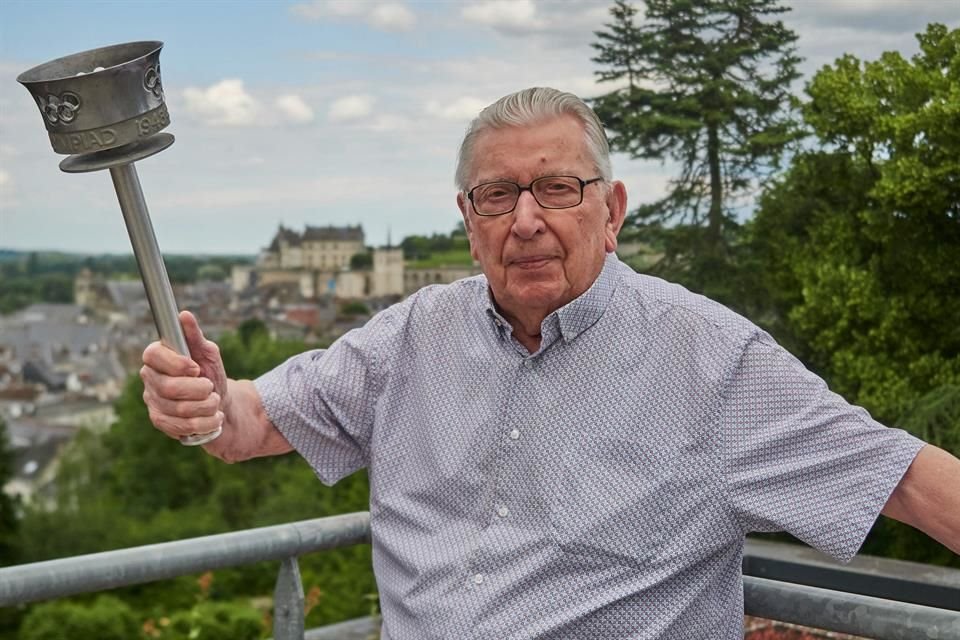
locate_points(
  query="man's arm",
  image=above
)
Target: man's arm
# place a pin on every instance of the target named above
(928, 496)
(192, 394)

----

TASK STATEMENT = Render the data above as a numbered list with one line per item and no blank lines. Leave the picture out of the list.

SOLUTION FOR THIS EXERCISE =
1. locate_points(
2.   query="man's arm",
3.   image=above
4. )
5. Target: man's arm
6. # place a pin on every instance of the target named above
7. (928, 496)
8. (192, 394)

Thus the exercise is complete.